While we have not received any comments from your office regarding the Registration Statement since July 26, 2006 (to which we responded on September 26, 2006), based upon telephone conversations among you and various persons in your office and the Office of Chief Counsel and certain of my colleagues in this office, we understand that, due to similarities in legal and organizational structure between the Trust and the Master Trust, on the one hand, and PowerShares DB US Dollar Index Trust and DB US Dollar Index Master Trust (together, “DXY”), on the other hand, Comment No. 1 in each of the letters from Karen J. Garnett to Kevin Rich of DB Commodity Services LLC dated September 6, 2006 and November 9, 2006 regarding DXY maybe applicable also to the Registration Statement. For your convenience, such comments are set forth below in italics, with our response immediately following. Our response to Ms. Garnett’s letter of November 9, 2006 has not yet been filed, but we expect to file it shortly.

- Records provided -
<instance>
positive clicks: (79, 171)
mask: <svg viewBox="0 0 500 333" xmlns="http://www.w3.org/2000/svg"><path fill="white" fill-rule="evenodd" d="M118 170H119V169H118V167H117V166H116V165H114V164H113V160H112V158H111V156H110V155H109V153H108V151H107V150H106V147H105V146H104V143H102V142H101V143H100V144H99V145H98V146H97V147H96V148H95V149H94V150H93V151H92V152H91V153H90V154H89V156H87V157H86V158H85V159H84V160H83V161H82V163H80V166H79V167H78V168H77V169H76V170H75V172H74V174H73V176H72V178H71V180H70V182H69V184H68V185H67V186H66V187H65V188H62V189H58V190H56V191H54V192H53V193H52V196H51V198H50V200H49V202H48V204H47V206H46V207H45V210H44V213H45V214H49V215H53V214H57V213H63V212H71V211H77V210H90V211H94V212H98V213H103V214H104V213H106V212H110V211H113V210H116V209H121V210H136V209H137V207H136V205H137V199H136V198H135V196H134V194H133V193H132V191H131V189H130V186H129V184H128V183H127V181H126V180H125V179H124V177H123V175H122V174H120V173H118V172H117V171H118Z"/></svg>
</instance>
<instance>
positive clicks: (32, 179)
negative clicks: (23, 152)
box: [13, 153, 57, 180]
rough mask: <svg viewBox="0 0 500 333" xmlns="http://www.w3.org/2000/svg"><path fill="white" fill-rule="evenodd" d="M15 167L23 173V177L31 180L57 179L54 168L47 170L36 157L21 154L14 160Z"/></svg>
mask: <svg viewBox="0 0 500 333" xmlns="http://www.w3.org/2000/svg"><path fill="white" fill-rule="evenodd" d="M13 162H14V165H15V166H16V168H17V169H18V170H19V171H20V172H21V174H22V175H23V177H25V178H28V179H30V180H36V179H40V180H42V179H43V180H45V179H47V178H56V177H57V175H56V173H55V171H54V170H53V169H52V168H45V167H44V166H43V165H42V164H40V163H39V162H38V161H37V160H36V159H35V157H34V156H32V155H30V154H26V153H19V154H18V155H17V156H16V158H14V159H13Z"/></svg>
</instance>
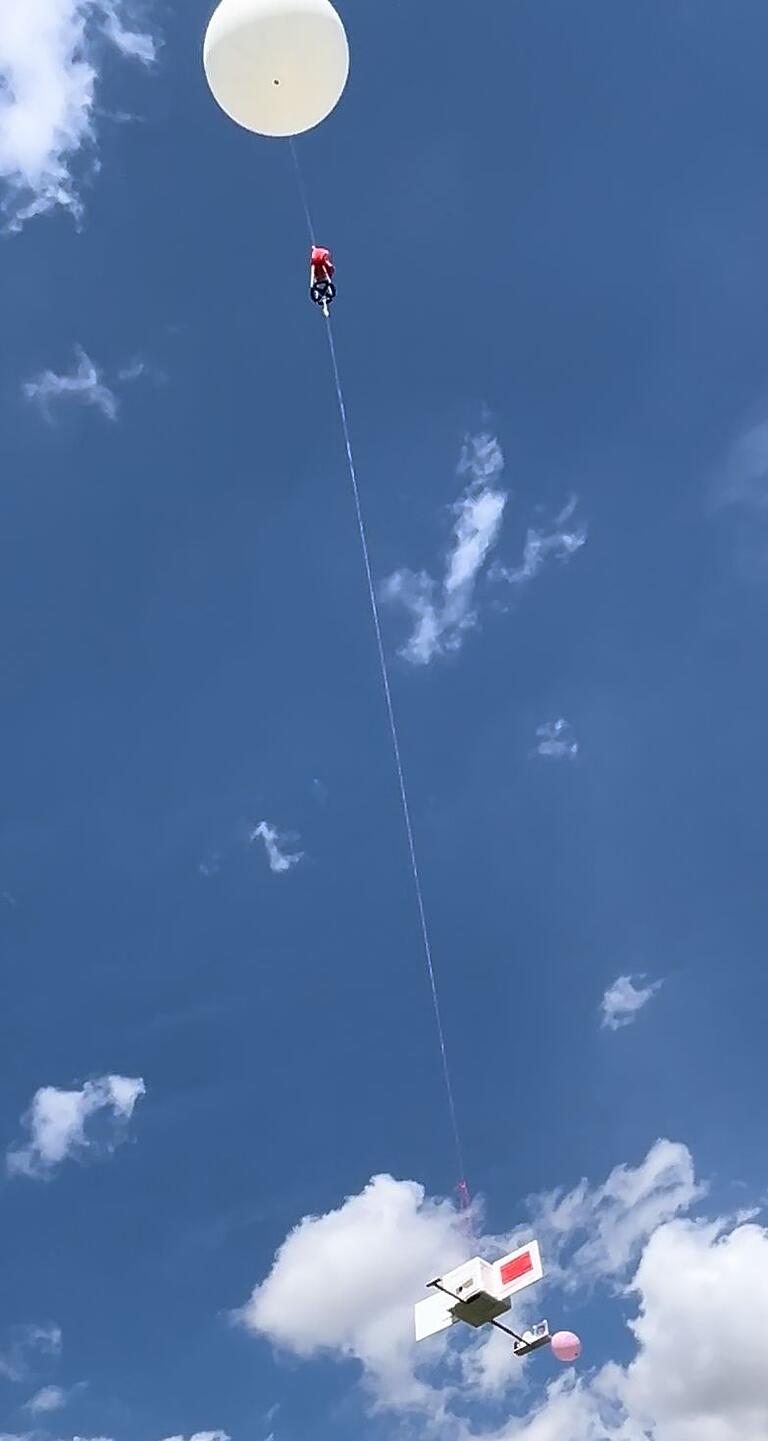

- Tasks to perform -
1) Answer these questions from the text about the Registration Statement:
(a) On what date was the response to the July 26, 2006 comments made?
(b) To whom were Karen J. Garnett's letters addressed?
(c) In what style are the quoted comments set forth?
2) List every distinct date that appears in the text about the Registration Statement.
The lines after the text are separate material and have nothing to do with it.

- Results of the tasks -
1)
(a) September 26, 2006
(b) Kevin Rich of DB Commodity Services LLC
(c) In italics

2)
July 26, 2006
September 26, 2006
September 6, 2006
November 9, 2006